Required work: Return all of the entries exactly, with nothing added or left out.

Entries taken from a collection:
--- begin ---

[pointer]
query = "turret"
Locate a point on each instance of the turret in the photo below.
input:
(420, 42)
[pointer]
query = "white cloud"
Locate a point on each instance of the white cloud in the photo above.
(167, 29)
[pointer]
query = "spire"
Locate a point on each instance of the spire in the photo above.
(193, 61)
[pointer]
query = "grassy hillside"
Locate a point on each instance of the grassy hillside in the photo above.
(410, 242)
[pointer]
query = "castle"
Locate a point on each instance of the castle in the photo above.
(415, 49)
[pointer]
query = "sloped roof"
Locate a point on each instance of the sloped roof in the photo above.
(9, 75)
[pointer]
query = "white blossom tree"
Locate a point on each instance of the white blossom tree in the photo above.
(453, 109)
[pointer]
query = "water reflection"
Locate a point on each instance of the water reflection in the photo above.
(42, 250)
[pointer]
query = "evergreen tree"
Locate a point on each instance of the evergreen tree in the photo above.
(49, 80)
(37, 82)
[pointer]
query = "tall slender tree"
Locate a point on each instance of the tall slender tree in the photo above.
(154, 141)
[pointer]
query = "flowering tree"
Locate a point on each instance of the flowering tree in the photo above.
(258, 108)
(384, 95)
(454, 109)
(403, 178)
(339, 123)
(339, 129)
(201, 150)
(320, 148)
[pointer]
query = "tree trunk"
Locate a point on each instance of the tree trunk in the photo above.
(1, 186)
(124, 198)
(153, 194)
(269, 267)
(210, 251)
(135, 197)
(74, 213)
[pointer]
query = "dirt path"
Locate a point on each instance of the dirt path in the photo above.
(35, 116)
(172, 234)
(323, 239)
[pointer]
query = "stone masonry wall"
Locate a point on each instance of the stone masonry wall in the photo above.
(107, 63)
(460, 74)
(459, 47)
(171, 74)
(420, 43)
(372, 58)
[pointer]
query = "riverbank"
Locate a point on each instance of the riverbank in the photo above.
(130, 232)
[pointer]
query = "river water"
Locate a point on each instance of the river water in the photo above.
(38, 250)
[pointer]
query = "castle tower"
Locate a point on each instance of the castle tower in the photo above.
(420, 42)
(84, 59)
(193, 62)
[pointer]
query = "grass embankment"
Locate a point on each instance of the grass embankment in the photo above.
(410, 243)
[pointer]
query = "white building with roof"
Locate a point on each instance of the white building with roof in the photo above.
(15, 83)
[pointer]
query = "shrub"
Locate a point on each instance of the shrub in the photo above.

--- end ---

Task answer:
[pointer]
query = "turret"
Locate a point on each instance of the turret in the photo below.
input:
(420, 42)
[pointer]
query = "white cloud"
Locate a point on each instance of the white cloud in the photo above.
(167, 29)
[pointer]
query = "spire"
Locate a point on each instance of the spire in the photo above.
(193, 61)
[pointer]
query = "grassy hillside"
Locate a point on each instance of the grassy hillside in the photo above.
(410, 242)
[pointer]
query = "castle"
Locate a point on each instance of the castle in the photo above.
(415, 49)
[pointer]
query = "sloped roof"
Locate a point on each instance of the sloped roof in the photo above.
(9, 75)
[pointer]
query = "white blossom tree"
Locate a point on each instance of the white blossom tree in the photo above.
(453, 109)
[pointer]
query = "water reflection"
Locate a point on each instance of the water reflection in the photo above.
(42, 250)
[pointer]
query = "evergreen tree"
Locate a point on each instance of the evergreen tree in the photo above.
(49, 80)
(37, 82)
[pointer]
query = "tall slender tree"
Locate a point on each instance of the tall slender tree in the photo above.
(154, 141)
[pointer]
query = "flowering tree"
Locate a point on each instance of the flowering tree in the photo above.
(258, 108)
(384, 95)
(454, 109)
(403, 178)
(339, 123)
(339, 129)
(201, 150)
(320, 148)
[pointer]
query = "tree trunk"
Locate a point on each instance of the tree trunk in the photo above.
(1, 186)
(124, 198)
(153, 194)
(269, 267)
(210, 251)
(135, 197)
(74, 213)
[pointer]
query = "dirt path"
Locate a point on each instance of the dirt path in the photo above.
(35, 116)
(172, 234)
(323, 239)
[pointer]
query = "stone masonry wall"
Locate a point on each instance of the stone masonry wall in the photo above.
(107, 63)
(460, 74)
(459, 47)
(171, 74)
(420, 43)
(372, 58)
[pointer]
query = "riverbank"
Locate a point on each instance of the riverbank in the photo above.
(130, 232)
[pointer]
query = "river water"
Locate a point on each instance of the river water in the photo above.
(38, 250)
[pointer]
query = "castle tower"
Locate a point on each instance of the castle tower in the photo above.
(420, 42)
(84, 59)
(193, 62)
[pointer]
query = "grass embankment"
Locate a point on each instance of the grass embankment in the photo above.
(410, 243)
[pointer]
query = "white building with roof"
Locate a point on each instance of the white building with roof in the photo above.
(15, 83)
[pointer]
query = "shrub"
Locate a point on each instance of the shrub in the photo above.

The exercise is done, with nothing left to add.